* **YOUR GOAL**: Update the material from the line that contains "Labeling fields. Category: purple upholstered" through the end of the material by changing "flag pole" to "flagpole", leaving everything else unchanged.

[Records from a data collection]
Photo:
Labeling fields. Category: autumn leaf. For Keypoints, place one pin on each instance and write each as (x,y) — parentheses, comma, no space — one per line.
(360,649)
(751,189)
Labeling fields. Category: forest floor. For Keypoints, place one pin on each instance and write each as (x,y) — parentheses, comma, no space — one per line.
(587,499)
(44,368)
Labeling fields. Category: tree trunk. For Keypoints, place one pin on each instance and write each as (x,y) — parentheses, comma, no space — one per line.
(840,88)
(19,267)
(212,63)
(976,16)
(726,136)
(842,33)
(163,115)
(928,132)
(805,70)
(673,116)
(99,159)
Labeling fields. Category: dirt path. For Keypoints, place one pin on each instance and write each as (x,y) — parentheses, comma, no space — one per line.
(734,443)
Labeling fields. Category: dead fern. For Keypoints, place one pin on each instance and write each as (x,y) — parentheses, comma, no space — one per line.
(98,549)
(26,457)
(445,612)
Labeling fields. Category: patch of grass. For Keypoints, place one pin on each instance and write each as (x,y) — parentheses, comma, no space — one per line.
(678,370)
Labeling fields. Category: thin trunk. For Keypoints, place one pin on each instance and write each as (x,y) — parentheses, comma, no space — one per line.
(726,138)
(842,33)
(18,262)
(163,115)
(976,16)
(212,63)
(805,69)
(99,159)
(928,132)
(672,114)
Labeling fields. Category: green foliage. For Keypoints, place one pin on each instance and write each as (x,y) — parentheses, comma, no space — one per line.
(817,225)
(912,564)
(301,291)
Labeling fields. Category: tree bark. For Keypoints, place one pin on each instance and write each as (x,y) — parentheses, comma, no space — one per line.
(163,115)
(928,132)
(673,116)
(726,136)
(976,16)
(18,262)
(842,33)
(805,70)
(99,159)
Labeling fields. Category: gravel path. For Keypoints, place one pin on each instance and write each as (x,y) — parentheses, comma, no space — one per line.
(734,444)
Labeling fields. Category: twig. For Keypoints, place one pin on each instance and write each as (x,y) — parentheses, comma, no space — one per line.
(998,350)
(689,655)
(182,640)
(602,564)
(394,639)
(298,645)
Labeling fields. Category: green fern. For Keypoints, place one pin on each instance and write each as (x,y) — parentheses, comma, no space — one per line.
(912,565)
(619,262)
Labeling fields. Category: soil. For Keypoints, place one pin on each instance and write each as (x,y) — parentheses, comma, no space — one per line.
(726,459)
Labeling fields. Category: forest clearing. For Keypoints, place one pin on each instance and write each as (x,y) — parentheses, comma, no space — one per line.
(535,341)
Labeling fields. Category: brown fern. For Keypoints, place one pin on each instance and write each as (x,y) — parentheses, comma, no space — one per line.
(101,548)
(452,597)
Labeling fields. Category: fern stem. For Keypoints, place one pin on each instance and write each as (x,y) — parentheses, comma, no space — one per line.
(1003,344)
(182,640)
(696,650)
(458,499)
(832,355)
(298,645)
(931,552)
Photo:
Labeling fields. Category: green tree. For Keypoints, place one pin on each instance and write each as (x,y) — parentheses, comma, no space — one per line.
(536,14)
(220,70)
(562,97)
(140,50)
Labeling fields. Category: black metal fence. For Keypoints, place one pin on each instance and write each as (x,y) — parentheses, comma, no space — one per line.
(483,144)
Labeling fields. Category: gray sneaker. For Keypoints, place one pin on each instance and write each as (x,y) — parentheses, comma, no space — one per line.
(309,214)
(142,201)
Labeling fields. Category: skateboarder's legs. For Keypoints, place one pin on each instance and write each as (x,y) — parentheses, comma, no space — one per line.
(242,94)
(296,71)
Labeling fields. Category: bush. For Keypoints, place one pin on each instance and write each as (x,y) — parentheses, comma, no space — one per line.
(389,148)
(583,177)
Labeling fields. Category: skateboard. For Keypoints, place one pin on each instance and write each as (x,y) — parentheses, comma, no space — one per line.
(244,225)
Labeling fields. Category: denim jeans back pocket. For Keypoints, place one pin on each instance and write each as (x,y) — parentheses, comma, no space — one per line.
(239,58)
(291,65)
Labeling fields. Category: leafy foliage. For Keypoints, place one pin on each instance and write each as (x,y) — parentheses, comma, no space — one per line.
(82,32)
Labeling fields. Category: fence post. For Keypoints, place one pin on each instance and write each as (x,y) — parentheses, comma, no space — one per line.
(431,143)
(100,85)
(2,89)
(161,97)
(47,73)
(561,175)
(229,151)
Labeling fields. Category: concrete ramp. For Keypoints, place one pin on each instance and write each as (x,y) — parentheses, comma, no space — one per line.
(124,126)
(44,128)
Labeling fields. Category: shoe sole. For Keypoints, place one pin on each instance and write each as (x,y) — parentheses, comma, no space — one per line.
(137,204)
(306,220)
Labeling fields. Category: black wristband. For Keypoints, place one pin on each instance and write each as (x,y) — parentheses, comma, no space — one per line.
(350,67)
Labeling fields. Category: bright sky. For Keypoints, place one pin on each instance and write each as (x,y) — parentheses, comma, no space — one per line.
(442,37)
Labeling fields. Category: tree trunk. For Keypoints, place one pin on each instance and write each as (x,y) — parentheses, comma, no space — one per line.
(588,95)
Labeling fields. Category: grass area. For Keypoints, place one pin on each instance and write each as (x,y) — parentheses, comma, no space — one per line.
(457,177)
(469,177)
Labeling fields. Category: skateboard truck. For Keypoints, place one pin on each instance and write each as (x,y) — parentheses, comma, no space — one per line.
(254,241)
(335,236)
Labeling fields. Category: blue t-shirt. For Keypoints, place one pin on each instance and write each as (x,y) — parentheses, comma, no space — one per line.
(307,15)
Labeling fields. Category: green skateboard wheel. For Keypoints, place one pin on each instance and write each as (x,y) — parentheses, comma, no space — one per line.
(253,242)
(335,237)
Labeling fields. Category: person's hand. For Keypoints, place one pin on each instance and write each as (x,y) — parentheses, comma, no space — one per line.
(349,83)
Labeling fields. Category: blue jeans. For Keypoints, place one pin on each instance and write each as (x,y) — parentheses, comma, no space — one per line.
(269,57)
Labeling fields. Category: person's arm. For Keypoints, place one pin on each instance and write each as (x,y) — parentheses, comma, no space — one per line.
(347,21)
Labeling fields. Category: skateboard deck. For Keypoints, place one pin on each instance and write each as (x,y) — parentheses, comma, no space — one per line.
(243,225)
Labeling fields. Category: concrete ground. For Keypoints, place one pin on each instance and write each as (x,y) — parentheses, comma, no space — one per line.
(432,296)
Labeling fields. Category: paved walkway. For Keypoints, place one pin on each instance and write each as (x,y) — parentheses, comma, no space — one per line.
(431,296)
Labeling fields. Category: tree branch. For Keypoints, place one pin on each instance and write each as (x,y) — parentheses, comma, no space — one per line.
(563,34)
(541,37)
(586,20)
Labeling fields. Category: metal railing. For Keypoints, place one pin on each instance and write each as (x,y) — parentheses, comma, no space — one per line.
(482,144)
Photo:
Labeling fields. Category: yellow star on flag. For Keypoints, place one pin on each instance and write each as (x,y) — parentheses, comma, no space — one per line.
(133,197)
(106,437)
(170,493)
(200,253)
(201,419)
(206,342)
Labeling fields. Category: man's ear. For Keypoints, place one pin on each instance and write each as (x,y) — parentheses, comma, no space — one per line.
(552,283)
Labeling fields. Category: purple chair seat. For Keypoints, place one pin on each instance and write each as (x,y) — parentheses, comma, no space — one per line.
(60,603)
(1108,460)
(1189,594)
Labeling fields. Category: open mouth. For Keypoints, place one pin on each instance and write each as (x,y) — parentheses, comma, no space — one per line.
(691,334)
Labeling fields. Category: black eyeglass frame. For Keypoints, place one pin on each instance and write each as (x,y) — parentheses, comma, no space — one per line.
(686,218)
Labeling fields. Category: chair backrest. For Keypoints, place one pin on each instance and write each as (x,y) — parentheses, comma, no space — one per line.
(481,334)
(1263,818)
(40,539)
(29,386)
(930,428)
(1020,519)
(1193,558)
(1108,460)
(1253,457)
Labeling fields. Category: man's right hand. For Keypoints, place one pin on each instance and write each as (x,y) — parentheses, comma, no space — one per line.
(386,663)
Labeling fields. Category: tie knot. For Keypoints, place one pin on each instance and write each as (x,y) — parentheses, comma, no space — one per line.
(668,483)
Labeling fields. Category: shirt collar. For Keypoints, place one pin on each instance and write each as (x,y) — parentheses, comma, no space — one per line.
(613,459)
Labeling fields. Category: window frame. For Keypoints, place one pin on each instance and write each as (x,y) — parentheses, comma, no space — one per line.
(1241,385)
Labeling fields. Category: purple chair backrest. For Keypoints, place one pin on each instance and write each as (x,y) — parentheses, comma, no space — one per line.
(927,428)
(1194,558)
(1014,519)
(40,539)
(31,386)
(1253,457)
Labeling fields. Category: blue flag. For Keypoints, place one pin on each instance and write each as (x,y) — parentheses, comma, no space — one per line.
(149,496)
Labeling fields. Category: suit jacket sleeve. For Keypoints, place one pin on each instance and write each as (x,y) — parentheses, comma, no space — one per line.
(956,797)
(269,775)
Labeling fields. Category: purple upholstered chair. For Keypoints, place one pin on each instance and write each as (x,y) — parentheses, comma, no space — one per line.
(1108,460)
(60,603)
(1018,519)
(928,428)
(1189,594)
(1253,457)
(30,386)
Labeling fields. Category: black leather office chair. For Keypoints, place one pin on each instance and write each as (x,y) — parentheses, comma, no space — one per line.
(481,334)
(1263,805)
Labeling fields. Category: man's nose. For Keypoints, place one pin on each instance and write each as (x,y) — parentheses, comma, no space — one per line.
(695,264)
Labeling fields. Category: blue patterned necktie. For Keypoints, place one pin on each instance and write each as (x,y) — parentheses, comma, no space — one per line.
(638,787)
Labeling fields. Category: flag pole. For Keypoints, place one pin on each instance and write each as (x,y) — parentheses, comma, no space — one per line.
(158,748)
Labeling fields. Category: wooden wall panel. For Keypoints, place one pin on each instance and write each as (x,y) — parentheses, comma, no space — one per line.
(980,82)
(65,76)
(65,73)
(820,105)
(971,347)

* **TASK OUTPUT**:
Labeling fields. Category: purple upholstered chair. For Keypoints, place one pin on each instance and write each as (x,y) — parentheses, comma, no space — one per line.
(1108,460)
(60,603)
(1018,519)
(928,428)
(1189,594)
(1253,457)
(30,386)
Labeling fields. Category: black leather office chair. For Keypoints, place one pin on each instance and write each as (x,y) — parentheses, comma, no space — one per line.
(481,334)
(1263,805)
Labeling fields. Category: man's nose. For Keypoints, place one pin on each instance and write each as (x,y) — parentheses, comma, no space — one per line.
(695,264)
Labeling fields. Category: blue patterned necktie. For Keypoints, place one pin on each instance and write each as (x,y) — parentheses, comma, no space — one per line.
(638,787)
Labeling fields. Category: flagpole. For Keypoints, place one pin on each instance and write each as (x,y) — parentheses, comma, no space — one per line.
(158,748)
Labeling fields. Category: wooden wall panel. For Keypoints, place one pin on each instance and write each as (x,y) — parentheses, comma, no space — one per line.
(980,82)
(65,76)
(65,73)
(820,105)
(971,347)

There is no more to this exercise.